• Directions
Rescale the rows from the first one up to and including the line with "[[1129, 246]]". Reproduce each of those lines, requests included, multiplying every coordinate in the answers by 1.65 and rounding to whole numbers with halves going up, and give only those lines.

• Excerpted data
□ □ □ □
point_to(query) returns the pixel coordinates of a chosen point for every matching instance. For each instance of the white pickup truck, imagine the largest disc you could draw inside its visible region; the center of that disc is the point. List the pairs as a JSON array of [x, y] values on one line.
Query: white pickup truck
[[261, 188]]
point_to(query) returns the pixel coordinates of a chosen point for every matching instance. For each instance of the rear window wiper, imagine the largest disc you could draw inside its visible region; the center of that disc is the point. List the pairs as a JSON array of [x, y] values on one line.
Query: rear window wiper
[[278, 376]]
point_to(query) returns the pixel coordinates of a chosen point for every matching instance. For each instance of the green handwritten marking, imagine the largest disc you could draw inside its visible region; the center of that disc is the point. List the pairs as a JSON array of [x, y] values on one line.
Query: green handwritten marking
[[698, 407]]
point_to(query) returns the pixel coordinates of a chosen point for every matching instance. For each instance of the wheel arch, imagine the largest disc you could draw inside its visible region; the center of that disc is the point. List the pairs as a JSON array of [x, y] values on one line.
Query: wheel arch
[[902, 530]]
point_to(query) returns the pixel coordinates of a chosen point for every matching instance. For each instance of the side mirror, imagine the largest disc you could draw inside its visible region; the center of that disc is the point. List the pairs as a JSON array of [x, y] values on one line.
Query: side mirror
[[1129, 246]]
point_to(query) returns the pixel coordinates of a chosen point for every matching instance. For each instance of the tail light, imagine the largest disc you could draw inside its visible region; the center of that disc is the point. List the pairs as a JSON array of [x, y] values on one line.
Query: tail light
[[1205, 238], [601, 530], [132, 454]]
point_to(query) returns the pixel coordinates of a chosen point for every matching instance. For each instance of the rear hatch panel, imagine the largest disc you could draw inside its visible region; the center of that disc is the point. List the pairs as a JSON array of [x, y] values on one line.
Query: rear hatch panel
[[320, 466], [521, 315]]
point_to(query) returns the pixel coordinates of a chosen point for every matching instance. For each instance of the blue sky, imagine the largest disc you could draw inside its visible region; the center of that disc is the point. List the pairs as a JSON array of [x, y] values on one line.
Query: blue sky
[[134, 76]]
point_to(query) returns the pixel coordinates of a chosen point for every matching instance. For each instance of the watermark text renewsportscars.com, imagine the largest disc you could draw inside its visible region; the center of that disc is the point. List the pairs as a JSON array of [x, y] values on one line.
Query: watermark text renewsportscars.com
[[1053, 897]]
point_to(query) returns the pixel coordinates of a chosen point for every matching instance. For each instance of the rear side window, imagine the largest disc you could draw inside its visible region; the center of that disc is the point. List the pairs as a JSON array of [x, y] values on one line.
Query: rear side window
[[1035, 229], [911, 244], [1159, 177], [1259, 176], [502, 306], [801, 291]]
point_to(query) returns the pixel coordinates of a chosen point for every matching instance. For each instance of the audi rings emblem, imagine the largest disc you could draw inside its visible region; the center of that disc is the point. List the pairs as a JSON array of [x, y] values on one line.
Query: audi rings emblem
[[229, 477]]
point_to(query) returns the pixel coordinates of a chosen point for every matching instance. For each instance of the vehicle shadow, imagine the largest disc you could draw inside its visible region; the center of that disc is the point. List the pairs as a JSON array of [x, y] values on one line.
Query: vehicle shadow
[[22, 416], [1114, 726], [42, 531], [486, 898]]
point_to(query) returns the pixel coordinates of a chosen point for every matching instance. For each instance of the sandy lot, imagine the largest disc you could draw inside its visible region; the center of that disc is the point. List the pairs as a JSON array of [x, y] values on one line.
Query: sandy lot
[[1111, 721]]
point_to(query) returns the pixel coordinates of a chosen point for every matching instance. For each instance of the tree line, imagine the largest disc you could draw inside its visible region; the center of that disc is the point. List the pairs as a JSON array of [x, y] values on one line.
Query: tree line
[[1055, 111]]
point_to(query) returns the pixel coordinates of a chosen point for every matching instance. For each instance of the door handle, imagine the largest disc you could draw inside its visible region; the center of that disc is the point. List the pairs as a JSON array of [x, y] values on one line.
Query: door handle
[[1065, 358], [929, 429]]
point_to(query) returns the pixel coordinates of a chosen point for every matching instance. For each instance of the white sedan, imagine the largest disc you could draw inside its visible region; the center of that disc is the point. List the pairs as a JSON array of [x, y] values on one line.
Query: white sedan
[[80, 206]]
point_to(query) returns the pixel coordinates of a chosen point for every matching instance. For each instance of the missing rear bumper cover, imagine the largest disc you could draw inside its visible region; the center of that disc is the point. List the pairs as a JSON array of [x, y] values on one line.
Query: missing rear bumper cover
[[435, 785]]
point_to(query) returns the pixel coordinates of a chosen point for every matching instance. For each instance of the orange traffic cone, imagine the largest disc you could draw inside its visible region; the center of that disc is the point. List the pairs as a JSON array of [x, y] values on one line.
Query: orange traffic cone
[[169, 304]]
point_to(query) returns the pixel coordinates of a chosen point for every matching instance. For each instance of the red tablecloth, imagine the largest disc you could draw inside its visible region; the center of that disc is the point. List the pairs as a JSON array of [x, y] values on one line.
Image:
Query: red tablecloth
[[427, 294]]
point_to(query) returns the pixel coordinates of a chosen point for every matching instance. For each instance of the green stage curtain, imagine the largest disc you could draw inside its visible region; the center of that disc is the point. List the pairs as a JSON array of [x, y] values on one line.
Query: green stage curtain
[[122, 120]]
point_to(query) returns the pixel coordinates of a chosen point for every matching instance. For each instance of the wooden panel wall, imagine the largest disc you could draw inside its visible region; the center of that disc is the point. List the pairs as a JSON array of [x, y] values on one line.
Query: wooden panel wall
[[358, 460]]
□ □ □ □
• Completed exercise
point_to(query) returns the pixel coordinates of a chosen point for every matching instance. For each instance of the white pickup truck, imagine the largest disc you could draw inside its visible region; the center of that disc is the point. List the pairs as a JSON array of [x, y] values on one line.
Query: white pickup truck
[[431, 310]]
point_to(query) returns the pixel coordinates of a chosen point for every matching instance. For each instance of the rear window wiper, imagine the largest disc you could draw inside its visible region; the center of that disc is the point. List the pairs as a JSON array of [x, y] values on one line.
Query: rear window wiper
[[459, 620]]
point_to(query) returns the pixel coordinates of a chosen point for every matching instance. For each instance of the green handwritten marking, imagine the largest disc you could draw inside its visible region; the center of that disc is the point. List the pairs as a JSON array of [x, y] values on one line.
Query: green handwritten marking
[[1152, 672]]
point_to(query) returns the pixel coordinates of a chosen point for every matching instance. For each instance of the wheel arch, imagine the largest disc you could draw inside its visible region; the center of that disc is the point. List the pairs as a JSON array of [x, y] values on one line.
Query: wheel arch
[[1488, 875]]
point_to(query) returns the pixel coordinates of a chosen point for every matching instance. For each instance of the side mirror, imagine the largest disc you could draw inside its visible region; the center of that disc is the point. List the pairs as a JSON array of [x, y] values on one line.
Query: side mirror
[[1863, 406]]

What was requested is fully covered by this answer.